» Given instruction: Please recast the listing below as a numbered list, one line per item, with blank lines left out. Leave the pictures out of your answer.

-- Start of Data shown --

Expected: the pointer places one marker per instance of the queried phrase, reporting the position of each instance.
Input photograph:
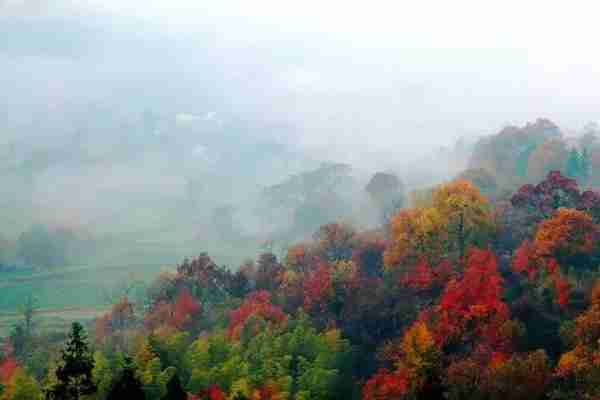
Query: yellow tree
(417, 234)
(465, 213)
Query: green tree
(175, 390)
(573, 167)
(585, 165)
(127, 386)
(23, 387)
(74, 373)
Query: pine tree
(573, 167)
(128, 386)
(74, 374)
(174, 389)
(585, 165)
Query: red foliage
(473, 305)
(8, 367)
(423, 276)
(214, 392)
(161, 314)
(185, 309)
(524, 260)
(368, 254)
(554, 192)
(317, 286)
(385, 385)
(563, 288)
(257, 304)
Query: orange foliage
(121, 316)
(474, 303)
(186, 308)
(8, 368)
(569, 233)
(385, 385)
(416, 234)
(524, 260)
(257, 304)
(318, 287)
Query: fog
(134, 121)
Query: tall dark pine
(128, 385)
(74, 374)
(174, 389)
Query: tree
(465, 212)
(568, 239)
(482, 178)
(573, 167)
(22, 387)
(387, 192)
(471, 308)
(256, 306)
(543, 199)
(74, 373)
(174, 389)
(416, 234)
(549, 156)
(127, 386)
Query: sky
(342, 77)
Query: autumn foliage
(258, 305)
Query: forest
(483, 286)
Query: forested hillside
(485, 286)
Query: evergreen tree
(74, 373)
(573, 167)
(128, 385)
(174, 389)
(585, 165)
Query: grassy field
(65, 295)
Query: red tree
(472, 308)
(257, 304)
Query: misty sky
(333, 74)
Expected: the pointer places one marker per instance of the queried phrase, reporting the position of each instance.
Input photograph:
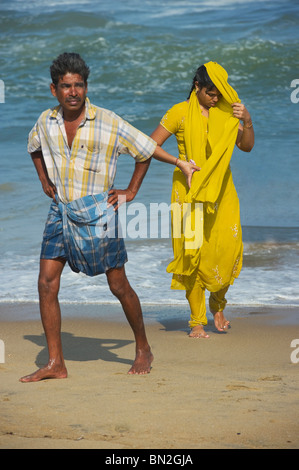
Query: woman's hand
(188, 169)
(240, 112)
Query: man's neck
(72, 116)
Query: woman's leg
(217, 303)
(198, 317)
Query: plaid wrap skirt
(86, 233)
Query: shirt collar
(90, 111)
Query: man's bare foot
(198, 332)
(47, 372)
(142, 363)
(220, 321)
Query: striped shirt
(89, 166)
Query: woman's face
(207, 98)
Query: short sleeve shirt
(89, 166)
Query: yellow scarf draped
(206, 183)
(223, 129)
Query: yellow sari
(216, 259)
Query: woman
(207, 127)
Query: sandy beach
(237, 390)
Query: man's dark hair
(68, 62)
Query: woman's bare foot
(221, 323)
(198, 332)
(142, 363)
(50, 371)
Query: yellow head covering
(223, 128)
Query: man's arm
(119, 196)
(47, 185)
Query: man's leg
(48, 287)
(120, 287)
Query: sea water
(142, 57)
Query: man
(74, 148)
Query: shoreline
(232, 391)
(29, 311)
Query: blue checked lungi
(86, 233)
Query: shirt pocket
(92, 157)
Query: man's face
(70, 92)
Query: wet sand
(237, 390)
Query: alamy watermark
(2, 352)
(295, 93)
(136, 220)
(295, 353)
(2, 92)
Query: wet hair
(68, 62)
(201, 76)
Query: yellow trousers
(197, 302)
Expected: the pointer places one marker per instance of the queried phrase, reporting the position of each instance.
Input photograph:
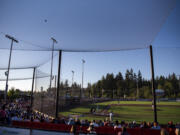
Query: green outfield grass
(130, 110)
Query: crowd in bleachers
(21, 111)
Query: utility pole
(54, 41)
(7, 73)
(83, 61)
(153, 86)
(32, 88)
(58, 85)
(72, 77)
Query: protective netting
(24, 59)
(83, 25)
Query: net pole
(9, 63)
(81, 92)
(153, 86)
(32, 88)
(54, 41)
(58, 85)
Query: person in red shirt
(3, 114)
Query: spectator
(164, 132)
(117, 125)
(170, 124)
(177, 132)
(156, 126)
(3, 114)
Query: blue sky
(166, 44)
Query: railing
(83, 129)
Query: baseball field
(127, 110)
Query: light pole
(54, 41)
(7, 73)
(83, 61)
(72, 77)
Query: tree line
(133, 85)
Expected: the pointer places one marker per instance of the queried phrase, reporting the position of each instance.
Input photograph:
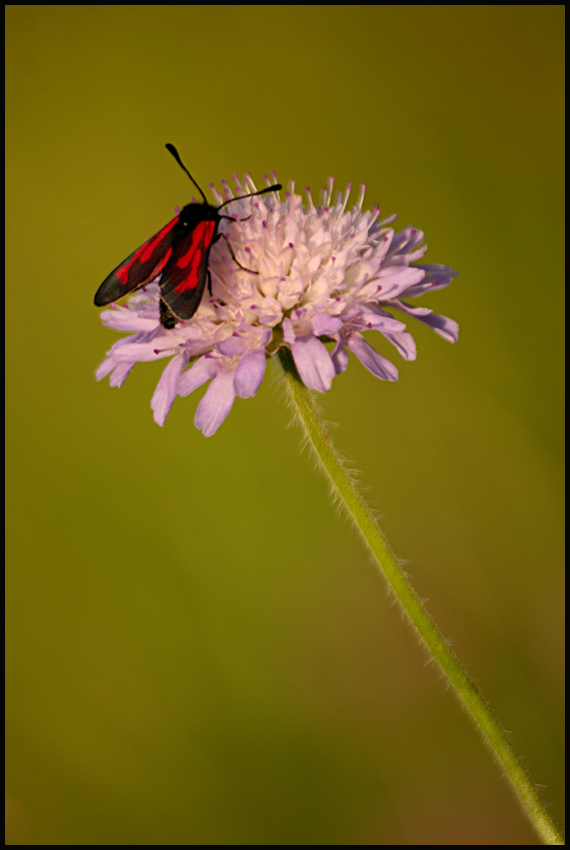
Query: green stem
(302, 402)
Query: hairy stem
(303, 404)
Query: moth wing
(142, 266)
(185, 274)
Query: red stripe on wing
(142, 266)
(143, 254)
(184, 277)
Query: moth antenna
(275, 188)
(176, 156)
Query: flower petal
(323, 324)
(232, 345)
(339, 358)
(167, 388)
(250, 372)
(120, 374)
(370, 358)
(404, 342)
(202, 370)
(446, 328)
(216, 403)
(313, 362)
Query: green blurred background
(199, 651)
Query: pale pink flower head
(326, 274)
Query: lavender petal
(202, 370)
(167, 388)
(370, 358)
(216, 403)
(313, 362)
(250, 372)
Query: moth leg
(243, 268)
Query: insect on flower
(179, 253)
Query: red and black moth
(179, 253)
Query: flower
(325, 275)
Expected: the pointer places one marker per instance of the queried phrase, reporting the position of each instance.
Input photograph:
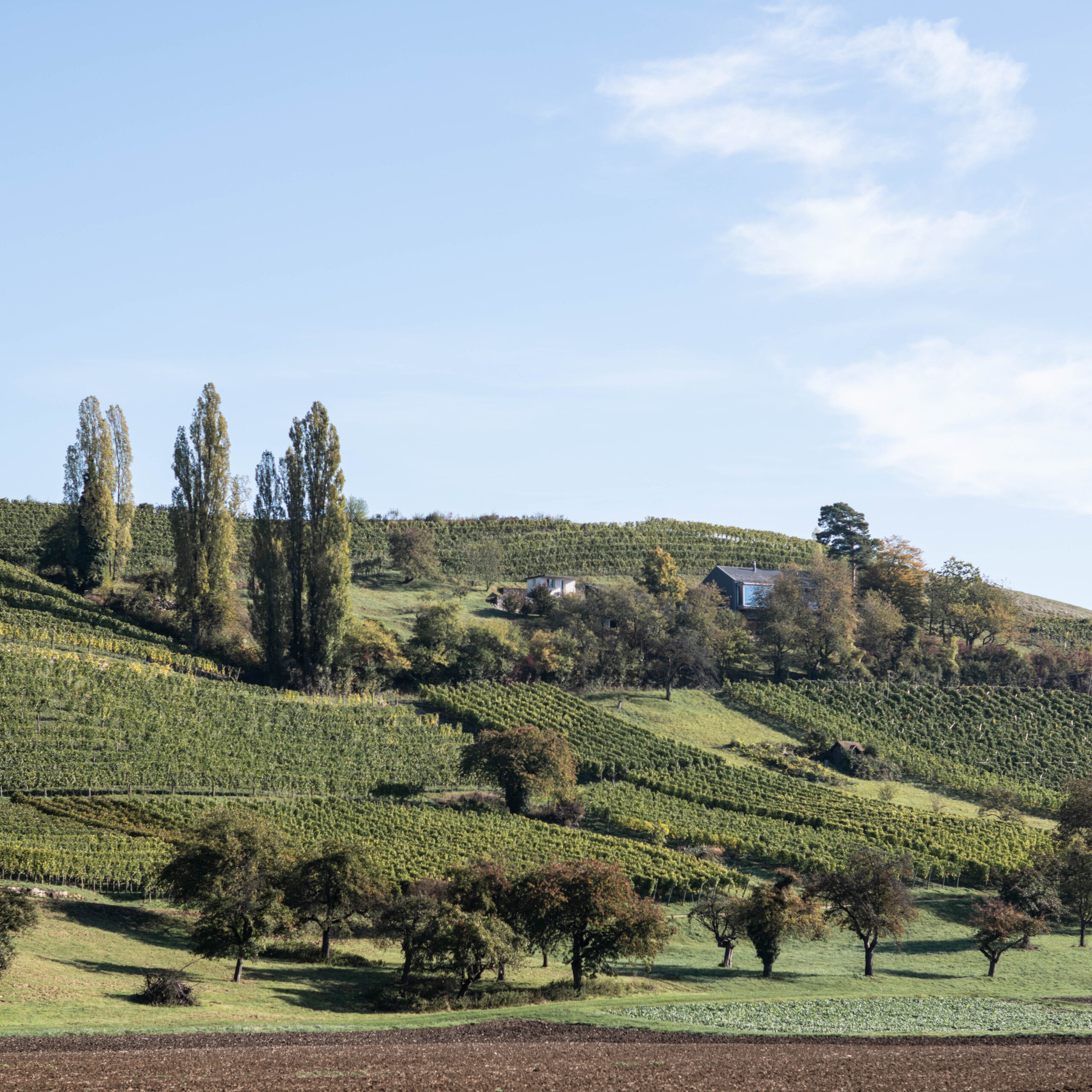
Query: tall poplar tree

-- End of Data shown --

» Finished answer:
1. Expected: the pointer places one marker per instance of the queried phrase, reporting the position of each instance.
2. Input photograph:
3. Query: yellow tree
4. (417, 234)
5. (465, 213)
6. Query: green tree
7. (175, 390)
8. (573, 167)
9. (585, 165)
10. (127, 386)
11. (23, 387)
12. (74, 373)
13. Query: pine tree
14. (573, 167)
15. (128, 386)
16. (74, 374)
17. (174, 389)
18. (585, 165)
19. Query: red foliage
20. (473, 305)
21. (8, 367)
22. (423, 276)
23. (214, 392)
24. (161, 314)
25. (185, 309)
26. (524, 260)
27. (368, 254)
28. (554, 192)
29. (317, 286)
30. (385, 385)
31. (563, 288)
32. (257, 304)
33. Query: orange foliage
34. (121, 316)
35. (474, 303)
36. (186, 308)
37. (8, 368)
38. (569, 233)
39. (385, 385)
40. (416, 234)
41. (524, 260)
42. (257, 304)
43. (318, 287)
44. Query: fog
45. (134, 121)
46. Query: tall dark pine
47. (128, 385)
48. (74, 374)
49. (174, 389)
50. Query: tree
51. (465, 212)
52. (568, 239)
53. (482, 178)
54. (573, 167)
55. (22, 387)
56. (387, 192)
57. (471, 308)
58. (256, 306)
59. (543, 199)
60. (74, 373)
61. (174, 389)
62. (416, 234)
63. (549, 156)
64. (127, 386)
65. Query: sky
66. (342, 77)
67. Query: autumn foliage
68. (258, 305)
69. Query: forest
70. (483, 286)
71. Query: forested hillside
72. (485, 286)
73. Query: evergreen tree
74. (74, 373)
75. (573, 167)
76. (128, 385)
77. (174, 389)
78. (585, 165)
79. Query: grassy field
80. (65, 295)
81. Query: red tree
82. (472, 308)
83. (257, 304)
84. Query: misty sky
85. (333, 74)
86. Expected: the pointer places one marker per instance of the queried phrase, reporting the position of each instance.
87. Input photograph:
88. Query: woman's hand
89. (188, 169)
90. (240, 112)
91. Query: man's neck
92. (72, 116)
93. Query: woman's leg
94. (217, 303)
95. (198, 317)
96. Query: plaid wrap skirt
97. (86, 233)
98. Query: shirt collar
99. (90, 111)
100. Query: man's bare foot
101. (198, 332)
102. (47, 372)
103. (142, 363)
104. (220, 321)
105. Query: striped shirt
106. (89, 166)
107. Query: woman's face
108. (207, 98)
109. Query: short sleeve shirt
110. (89, 166)
111. Query: yellow scarf draped
112. (206, 183)
113. (223, 129)
114. Query: yellow sari
115. (216, 259)
116. Query: woman
117. (207, 127)
118. Query: sandy beach
119. (237, 390)
120. Query: man's dark hair
121. (68, 62)
122. Query: woman's bare foot
123. (221, 323)
124. (198, 332)
125. (142, 363)
126. (50, 371)
127. Query: yellow head covering
128. (223, 128)
129. Query: man's arm
130. (119, 196)
131. (47, 185)
132. Query: man's leg
133. (48, 287)
134. (120, 287)
135. Query: sea water
136. (142, 57)
137. Query: man
138. (74, 148)
139. Query: shoreline
140. (232, 391)
141. (29, 311)
142. Query: blue checked lungi
143. (86, 233)
144. Query: shirt pocket
145. (92, 157)
146. Query: man's face
147. (70, 92)
148. Query: wet sand
149. (237, 390)
150. Query: alamy watermark
151. (2, 352)
152. (295, 93)
153. (136, 220)
154. (295, 353)
155. (2, 92)
156. Query: wet hair
157. (68, 62)
158. (201, 76)
159. Query: yellow trousers
160. (197, 302)
161. Expected: the pointer places one marker per instance of the queried phrase, reporting the position of each instance.
162. Input photograph:
163. Query: green outfield grass
164. (130, 110)
165. Query: crowd in bleachers
166. (21, 111)
167. Query: utility pole
168. (54, 41)
169. (7, 73)
170. (83, 61)
171. (153, 86)
172. (32, 88)
173. (58, 85)
174. (72, 77)
175. Query: protective netting
176. (24, 59)
177. (83, 25)
178. Query: net pole
179. (9, 63)
180. (81, 92)
181. (153, 86)
182. (32, 88)
183. (54, 41)
184. (58, 85)
185. Query: person in red shirt
186. (3, 114)
187. Query: spectator
188. (164, 132)
189. (117, 125)
190. (170, 124)
191. (177, 132)
192. (156, 126)
193. (3, 114)
194. Query: blue sky
195. (166, 44)
196. Query: railing
197. (83, 129)
198. Query: baseball field
199. (127, 110)
200. Query: light pole
201. (54, 41)
202. (7, 73)
203. (83, 61)
204. (72, 77)
205. Query: tree line
206. (133, 85)
207. Expected: the pointer places one marker per instance of the queried phrase, reporting the position of each instance.
208. Input photograph:
209. Query: green stem
210. (302, 402)
211. Query: hairy stem
212. (303, 404)
213. Query: moth wing
214. (142, 266)
215. (185, 274)
216. Query: red stripe on wing
217. (142, 266)
218. (143, 254)
219. (184, 277)
220. Query: moth antenna
221. (275, 188)
222. (176, 156)
223. Query: flower petal
224. (323, 324)
225. (232, 345)
226. (339, 358)
227. (167, 388)
228. (250, 372)
229. (120, 374)
230. (370, 358)
231. (404, 342)
232. (202, 370)
233. (446, 328)
234. (216, 403)
235. (313, 362)
236. Query: green blurred background
237. (199, 651)
238. Query: pale pink flower head
239. (326, 274)
240. Query: lavender petal
241. (202, 370)
242. (167, 388)
243. (370, 358)
244. (216, 403)
245. (313, 362)
246. (250, 372)
247. Query: moth leg
248. (243, 268)
249. Query: insect on flower
250. (179, 253)
251. Query: red and black moth
252. (179, 253)
253. Query: flower
254. (325, 275)
255. Expected: the pointer places one marker per instance of the queried phrase, reporting the position of each instance.
256. Input photograph:
257. Query: tall poplar tree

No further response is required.